╭─ Input material
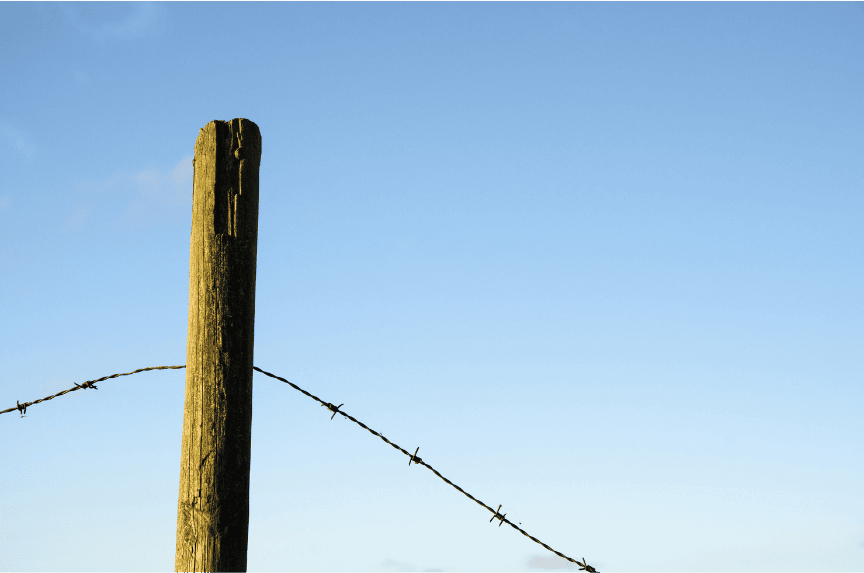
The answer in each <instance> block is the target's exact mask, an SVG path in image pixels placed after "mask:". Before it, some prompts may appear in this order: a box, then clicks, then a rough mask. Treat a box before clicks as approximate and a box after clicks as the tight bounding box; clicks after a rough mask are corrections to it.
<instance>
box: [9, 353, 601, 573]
mask: <svg viewBox="0 0 864 573" xmlns="http://www.w3.org/2000/svg"><path fill="white" fill-rule="evenodd" d="M178 368H186V365H183V366H151V367H150V368H139V369H138V370H133V371H132V372H126V373H125V374H112V375H111V376H105V377H103V378H98V379H96V380H88V381H87V382H84V383H83V384H81V385H79V384H76V383H74V382H73V384H75V388H69V389H68V390H63V391H62V392H58V393H57V394H54V395H53V396H48V397H46V398H41V399H39V400H36V401H33V402H25V403H23V404H21V403H19V402H18V401H17V400H16V401H15V403H16V405H17V406H16V407H14V408H7V409H6V410H0V414H5V413H7V412H14V411H15V410H18V411H19V412H20V413H21V417H22V418H25V417H26V416H25V415H24V414H25V413H26V412H27V407H28V406H33V405H34V404H38V403H40V402H45V401H46V400H52V399H54V398H56V397H57V396H62V395H63V394H68V393H69V392H75V391H76V390H85V389H88V388H92V389H94V390H98V388H96V386H94V385H93V384H94V383H95V382H101V381H103V380H108V379H109V378H117V377H118V376H129V375H130V374H136V373H138V372H145V371H147V370H175V369H178ZM252 368H253V369H255V370H257V371H258V372H260V373H261V374H264V375H266V376H269V377H271V378H275V379H276V380H280V381H282V382H285V383H286V384H288V385H290V386H291V387H292V388H294V389H295V390H299V391H300V392H303V393H304V394H306V395H307V396H309V397H310V398H312V399H313V400H316V401H318V402H320V403H321V405H322V406H327V409H328V410H330V411H331V412H333V415H332V416H330V419H331V420H332V419H333V418H334V417H335V416H336V414H342V416H344V417H346V418H348V419H349V420H351V421H352V422H354V423H355V424H357V425H358V426H360V427H361V428H365V429H366V430H368V431H369V432H371V433H372V434H374V435H376V436H378V437H379V438H381V439H382V440H384V441H385V442H387V443H388V444H390V445H391V446H393V447H394V448H396V449H397V450H399V451H400V452H402V453H403V454H405V455H406V456H408V458H409V459H408V466H409V467H410V466H411V463H412V462H413V463H414V464H417V465H422V466H426V467H427V468H429V469H430V470H431V471H432V472H433V473H434V474H435V475H437V476H438V477H439V478H441V479H442V480H444V481H445V482H447V483H448V484H450V485H451V486H453V487H454V488H456V489H457V490H459V491H460V492H462V493H463V494H465V495H466V496H467V497H468V498H469V499H471V500H472V501H474V502H476V503H477V504H479V505H481V506H483V507H484V508H486V509H488V510H489V511H490V512H492V517H491V518H490V519H489V523H492V521H493V520H495V519H498V520H499V523H498V527H501V525H503V524H504V523H506V524H507V525H509V526H510V527H512V528H513V529H515V530H516V531H518V532H519V533H521V534H522V535H524V536H525V537H527V538H528V539H530V540H532V541H533V542H535V543H539V544H540V545H542V546H543V547H545V548H546V549H548V550H549V551H551V552H552V553H554V554H556V555H558V556H559V557H563V558H564V559H566V560H567V561H570V562H572V563H576V564H577V565H580V568H579V571H586V572H588V573H599V572H598V571H597V570H596V569H595V568H594V567H592V566H591V565H588V564H587V563H586V561H585V558H584V557H583V558H582V561H577V560H576V559H572V558H570V557H567V556H566V555H564V554H563V553H561V552H560V551H556V550H554V549H552V548H551V547H549V546H548V545H546V544H545V543H543V542H542V541H540V540H539V539H537V538H536V537H534V536H533V535H529V534H528V532H527V531H525V530H524V529H522V528H521V527H519V526H518V525H516V524H515V523H513V522H512V521H510V520H509V519H507V517H506V516H507V514H506V513H504V514H502V513H500V511H501V504H499V505H498V509H492V508H491V507H490V506H488V505H486V504H485V503H483V502H482V501H480V500H479V499H477V498H476V497H474V496H473V495H471V494H470V493H468V492H467V491H465V490H464V489H462V488H461V487H459V486H458V485H456V484H455V483H453V482H452V481H450V480H449V479H447V478H445V477H444V476H442V475H441V473H440V472H438V470H436V469H435V468H433V467H432V466H430V465H429V464H428V463H426V462H425V461H423V459H422V458H420V457H419V456H418V455H417V452H419V451H420V447H419V446H418V447H417V449H416V450H414V453H413V454H411V453H409V452H408V451H406V450H405V449H403V448H402V447H400V446H398V445H396V444H394V443H393V442H391V441H390V440H388V439H387V438H385V437H384V436H382V435H381V434H379V433H378V432H376V431H375V430H373V429H372V428H370V427H369V426H367V425H366V424H364V423H363V422H361V421H359V420H357V419H356V418H354V417H353V416H351V415H350V414H347V413H345V412H343V411H342V410H340V409H339V408H341V407H342V406H344V405H345V404H339V405H338V406H334V405H333V404H331V403H330V402H325V401H324V400H322V399H321V398H319V397H318V396H315V395H314V394H310V393H309V392H307V391H306V390H304V389H303V388H301V387H299V386H297V385H296V384H294V383H293V382H290V381H288V380H286V379H285V378H282V377H280V376H276V375H275V374H271V373H269V372H266V371H264V370H261V369H260V368H258V367H257V366H253V367H252Z"/></svg>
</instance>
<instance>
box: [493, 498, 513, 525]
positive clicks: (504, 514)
mask: <svg viewBox="0 0 864 573" xmlns="http://www.w3.org/2000/svg"><path fill="white" fill-rule="evenodd" d="M499 511H501V504H500V503H499V504H498V509H496V510H495V515H493V516H492V519H495V518H496V517H497V518H498V519H500V520H501V523H499V524H498V527H501V524H503V523H504V518H505V517H507V514H506V513H505V514H504V515H501V514H500V513H498V512H499ZM492 519H490V520H489V523H492ZM508 523H509V522H508Z"/></svg>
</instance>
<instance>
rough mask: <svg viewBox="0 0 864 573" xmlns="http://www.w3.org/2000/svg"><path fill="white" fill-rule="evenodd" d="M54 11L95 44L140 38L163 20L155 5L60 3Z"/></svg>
mask: <svg viewBox="0 0 864 573" xmlns="http://www.w3.org/2000/svg"><path fill="white" fill-rule="evenodd" d="M57 7H58V8H59V9H60V11H61V12H62V13H63V15H64V16H65V17H66V19H67V20H68V21H69V23H70V24H71V25H72V27H73V28H75V30H76V31H77V32H78V33H79V34H80V35H82V36H84V37H86V38H90V39H91V40H94V41H95V42H97V43H99V44H105V43H106V42H108V41H117V40H134V39H138V38H142V37H144V36H146V35H148V34H149V33H151V32H152V31H154V30H155V29H156V28H157V27H158V26H159V25H161V24H162V23H163V21H164V16H165V8H164V6H163V5H162V4H161V3H159V2H124V3H122V4H121V3H109V2H104V3H103V2H96V3H90V2H82V3H78V2H68V3H66V2H64V3H61V4H58V5H57ZM118 12H119V16H118V15H117V13H118Z"/></svg>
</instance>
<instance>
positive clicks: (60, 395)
mask: <svg viewBox="0 0 864 573" xmlns="http://www.w3.org/2000/svg"><path fill="white" fill-rule="evenodd" d="M177 368H186V365H185V364H184V365H183V366H151V367H150V368H139V369H138V370H133V371H132V372H126V373H125V374H112V375H111V376H104V377H102V378H97V379H96V380H88V381H87V382H84V383H83V384H77V383H75V382H73V384H75V388H69V389H68V390H63V391H62V392H58V393H56V394H54V395H53V396H48V397H46V398H40V399H39V400H35V401H33V402H24V403H23V404H20V403H18V401H17V400H16V401H15V403H16V404H18V406H17V407H16V408H6V409H5V410H0V414H5V413H6V412H13V411H15V410H18V411H20V412H21V414H22V416H21V417H22V418H24V417H26V416H24V415H23V414H24V412H26V411H27V406H32V405H33V404H38V403H39V402H44V401H46V400H53V399H54V398H56V397H57V396H62V395H63V394H68V393H69V392H75V391H77V390H86V389H87V388H93V389H94V390H98V388H96V386H94V385H93V383H94V382H101V381H102V380H108V379H109V378H117V377H118V376H129V375H130V374H136V373H138V372H144V371H145V370H174V369H177Z"/></svg>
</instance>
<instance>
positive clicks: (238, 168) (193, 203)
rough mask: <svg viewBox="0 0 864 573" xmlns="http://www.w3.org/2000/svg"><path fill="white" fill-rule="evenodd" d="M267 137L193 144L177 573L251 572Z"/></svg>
mask: <svg viewBox="0 0 864 573" xmlns="http://www.w3.org/2000/svg"><path fill="white" fill-rule="evenodd" d="M260 164H261V133H260V132H259V130H258V126H257V125H255V124H254V123H253V122H251V121H249V120H248V119H232V120H231V121H227V122H226V121H211V122H210V123H208V124H207V125H205V126H204V128H203V129H201V130H200V132H199V133H198V139H197V140H196V141H195V158H194V159H193V163H192V166H193V177H192V178H193V184H192V239H191V242H190V249H189V325H188V331H187V338H186V396H185V400H184V409H183V440H182V451H181V453H180V495H179V498H178V501H177V547H176V553H175V556H174V569H175V570H176V571H246V547H247V542H248V538H249V466H250V447H251V439H252V352H253V348H254V327H255V267H256V261H257V256H258V168H259V166H260Z"/></svg>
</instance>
╰─
Write out exactly the lines that run from the one containing "positive clicks: (238, 168) (193, 203)" to the end of the records, both end lines included.

Output =
positive clicks: (238, 168) (193, 203)
rough mask: <svg viewBox="0 0 864 573" xmlns="http://www.w3.org/2000/svg"><path fill="white" fill-rule="evenodd" d="M267 137L193 144L177 573L251 572Z"/></svg>
mask: <svg viewBox="0 0 864 573" xmlns="http://www.w3.org/2000/svg"><path fill="white" fill-rule="evenodd" d="M260 164H261V133H260V132H259V130H258V126H257V125H255V124H254V123H253V122H251V121H249V120H248V119H232V120H231V121H227V122H226V121H211V122H210V123H208V124H207V125H205V126H204V128H203V129H201V130H200V132H199V133H198V139H197V140H196V141H195V158H194V159H193V163H192V166H193V177H192V178H193V184H192V239H191V242H190V249H189V325H188V331H187V338H186V396H185V400H184V409H183V440H182V451H181V453H180V495H179V498H178V501H177V547H176V553H175V556H174V569H175V570H176V571H246V547H247V542H248V538H249V466H250V447H251V439H252V352H253V348H254V327H255V267H256V261H257V256H258V168H259V166H260Z"/></svg>
</instance>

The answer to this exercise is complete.